> [PROBLEM DETAILS]:
Rewrite the listing below from its start through the line containing "(227, 1374)", keeping every request, and scale each coordinate in the answers by 0.7, rounding to whole numbers with halves rounded up.

> [EXERCISE DATA]:
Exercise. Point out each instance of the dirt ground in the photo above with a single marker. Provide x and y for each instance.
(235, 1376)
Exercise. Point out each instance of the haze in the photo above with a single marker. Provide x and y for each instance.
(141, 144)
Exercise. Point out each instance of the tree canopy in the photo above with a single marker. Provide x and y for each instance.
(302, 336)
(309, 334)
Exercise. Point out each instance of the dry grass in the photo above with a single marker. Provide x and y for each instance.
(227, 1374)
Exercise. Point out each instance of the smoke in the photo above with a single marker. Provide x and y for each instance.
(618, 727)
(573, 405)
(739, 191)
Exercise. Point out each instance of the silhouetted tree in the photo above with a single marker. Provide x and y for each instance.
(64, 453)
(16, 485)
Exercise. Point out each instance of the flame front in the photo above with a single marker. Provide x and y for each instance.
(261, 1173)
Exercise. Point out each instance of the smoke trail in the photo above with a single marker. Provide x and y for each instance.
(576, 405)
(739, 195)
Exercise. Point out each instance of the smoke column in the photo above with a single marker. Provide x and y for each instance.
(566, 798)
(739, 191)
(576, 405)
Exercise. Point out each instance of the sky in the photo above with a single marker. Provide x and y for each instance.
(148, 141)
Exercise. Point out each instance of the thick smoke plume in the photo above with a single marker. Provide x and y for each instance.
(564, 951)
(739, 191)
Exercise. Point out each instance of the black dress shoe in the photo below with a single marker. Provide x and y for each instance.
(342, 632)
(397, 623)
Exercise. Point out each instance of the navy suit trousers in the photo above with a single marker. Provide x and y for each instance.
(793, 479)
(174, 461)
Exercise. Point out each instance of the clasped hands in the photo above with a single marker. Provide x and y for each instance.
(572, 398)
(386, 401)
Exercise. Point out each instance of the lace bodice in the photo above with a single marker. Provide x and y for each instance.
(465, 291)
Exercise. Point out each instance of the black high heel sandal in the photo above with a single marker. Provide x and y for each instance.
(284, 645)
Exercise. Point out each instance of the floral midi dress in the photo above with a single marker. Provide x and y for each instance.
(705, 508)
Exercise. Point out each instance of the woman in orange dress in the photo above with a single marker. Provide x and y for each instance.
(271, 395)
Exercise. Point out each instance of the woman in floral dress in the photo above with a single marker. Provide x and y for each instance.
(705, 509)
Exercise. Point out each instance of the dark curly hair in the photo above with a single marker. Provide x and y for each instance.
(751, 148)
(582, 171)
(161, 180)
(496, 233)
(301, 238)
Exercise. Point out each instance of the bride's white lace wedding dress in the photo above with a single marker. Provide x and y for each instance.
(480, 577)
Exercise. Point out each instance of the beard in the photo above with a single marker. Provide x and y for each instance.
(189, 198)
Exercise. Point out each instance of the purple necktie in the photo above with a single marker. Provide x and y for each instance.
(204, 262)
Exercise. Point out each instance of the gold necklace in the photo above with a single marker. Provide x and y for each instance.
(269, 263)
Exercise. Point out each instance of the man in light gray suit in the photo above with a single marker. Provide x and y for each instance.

> [FULL SOLUTION]:
Exercise. Point out each instance of the dirt ground in the photo above with a single marker. Provide x and y for each instance.
(165, 963)
Exercise. Point out each instance of the haze in the photo above with a single marker. Provide x and y for each instance.
(99, 101)
Exercise. Point out each instance of the tree canopy in the photo above with a single marker. Provide x and y for each instance.
(211, 235)
(216, 234)
Exercise. Point out each instance of the dry grass in the photo above with a single marker. Provide x and y for each instance.
(159, 962)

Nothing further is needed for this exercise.